◆ Reading text ◆
□ □ □ □ □ □ □

What's new

Diagnosing frequent dropouts

  • SNBForums Code of Conduct

    SNBForums is a community for everyone, no matter what their level of experience.

    Please be tolerant and patient of others, especially newcomers. We are all here to share and learn!

    The rules are simple: Be patient, be nice, be helpful or be gone!

ADFHogan

Regular Contributor
Short version:
Am noticing my internet connection drop out roughly every 4 hours, fairly consistently, but nothing obvious is popping out as a cause.
ISP doesn't register every dropout, nor does the modem, suggesting that not all situations where the router detects no internet are actually no internet.
Most of the time, outage is seen as very momentary drop - long enough for persistent connections to drop.
Samknows monitoring appliance behind the router shows most dropouts as only lasting a few seconds.
Have bumped up the logging level just now, and am wondering what I can do to diagnose the issue.

More detail:
Running an RT-AC5300 with firmware version 386.5 in a dirty upgrade from 386.4. USB2 USB stick attached, with USB port in USB2.0 mode.

On this USB, have:
  • Diversion v4.2.2
  • Skynet v7.2.8
  • scribe v2.4.3
  • nsrum v30.4.0
  • scMerlin v2.4.0
  • YazDHCP v1.0.4
... installed. I used to have dnscrypt installed, but it went a bit screwy, so I removed it.

□ □ □ □ □ □ □

Data entries
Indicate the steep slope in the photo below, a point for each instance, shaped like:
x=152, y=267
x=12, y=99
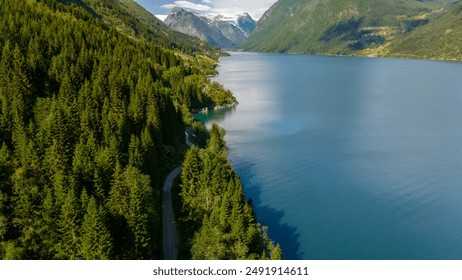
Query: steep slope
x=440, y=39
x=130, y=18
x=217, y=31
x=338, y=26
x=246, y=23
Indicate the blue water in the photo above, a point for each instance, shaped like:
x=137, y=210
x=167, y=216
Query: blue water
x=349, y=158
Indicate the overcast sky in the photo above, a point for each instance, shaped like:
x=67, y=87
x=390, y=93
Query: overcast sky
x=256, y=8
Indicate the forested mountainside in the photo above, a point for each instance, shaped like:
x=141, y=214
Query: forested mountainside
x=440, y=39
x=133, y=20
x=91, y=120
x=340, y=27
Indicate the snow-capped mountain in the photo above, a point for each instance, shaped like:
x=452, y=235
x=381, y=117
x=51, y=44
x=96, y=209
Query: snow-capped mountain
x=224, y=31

□ □ □ □ □ □ □

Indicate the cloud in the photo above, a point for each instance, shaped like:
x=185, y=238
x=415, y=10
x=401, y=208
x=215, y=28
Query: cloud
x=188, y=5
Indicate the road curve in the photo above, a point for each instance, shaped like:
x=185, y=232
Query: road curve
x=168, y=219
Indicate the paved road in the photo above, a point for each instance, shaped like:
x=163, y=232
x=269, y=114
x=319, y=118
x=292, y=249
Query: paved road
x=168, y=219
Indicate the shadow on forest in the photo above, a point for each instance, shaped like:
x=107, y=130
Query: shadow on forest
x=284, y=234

□ □ □ □ □ □ □

◆ Instructions ◆
A: Copy the stretch of the forum post about frequent dropouts from "Regular Contributor" through "diagnose the issue.", keeping every word as it appears.
B: Continue the forum post about diagnosing frequent internet dropouts, starting right after its last sentence.

◆ Responses to the tasks ◆
A:
Regular Contributor
Short version:
Am noticing my internet connection drop out roughly every 4 hours, fairly consistently, but nothing obvious is popping out as a cause.
ISP doesn't register every dropout, nor does the modem, suggesting that not all situations where the router detects no internet are actually no internet.
Most of the time, outage is seen as very momentary drop - long enough for persistent connections to drop.
Samknows monitoring appliance behind the router shows most dropouts as only lasting a few seconds.
Have bumped up the logging level just now, and am wondering what I can do to diagnose the issue.

B:
Whilst in bridged mode, found that AsusWRT Merlin didn't seem to play nice with ISP DHCP when modem in bridge mode, with even more frequent dropouts noted, even when trying all of:
  • Normal
  • Aggressive
  • Continuous
(... as an aside, is it just me, or is wanduck reeeeeally vague about when it sees a problem?)

Currently in a Double NAT scenario with ISP modem. On the upside I can now query the ISP modem's status page.

I haven't seen anything obvious in /opt/var/log/messages. I've just rebooted my router with log levels:
  • message_loglevel=7 (debug)
  • log_level=8 (everything)
  • console_loglevel=5 (important stuff - though arguably I'm never really connected to the console)
I have had the combination of:
  • ISP (another brand of same ISP at a different address admittedly, with a static IP assigned via DHCP, now fully dynamic)
  • ISP modem (in bridge mode)
  • RT-AC5300
  • Samknows appliance
  • Unifi switch
... working stably and without error at a previous address for quite some time, the main difference being I wasn't using the inbuilt wifi of the RT-AC5300, and I am presently using an RT-AC3200 as a media bridge to the RT-AC5300.
The temporary address where I am now, however, it's easier using inbuilt wifi than trying to get the Unifi APs set up temporarily.

Any ideas?

Samknows dropout monitoring:
1647350533311.png


ISP records (I think they're a few hours out, due to timezone difference from ISP head office):
1647350968603.png


I have had the last mile provider out to the premises, and they've advised there is some wiring work to do, but that I would think would be reflected in the ISP records which are but a fraction of the Samknows detections.

Where to start?
 
Dirty upgrade, over half a dozen scripts, and at least one were fidgeted with and eventually removed?

The fastest way to a stable and good/known state for your router is a full reset at this point.

If someone doesn't come in with a working 'fix' for you in the next few hours, that is where I'd be spending my network time to eliminate this issue.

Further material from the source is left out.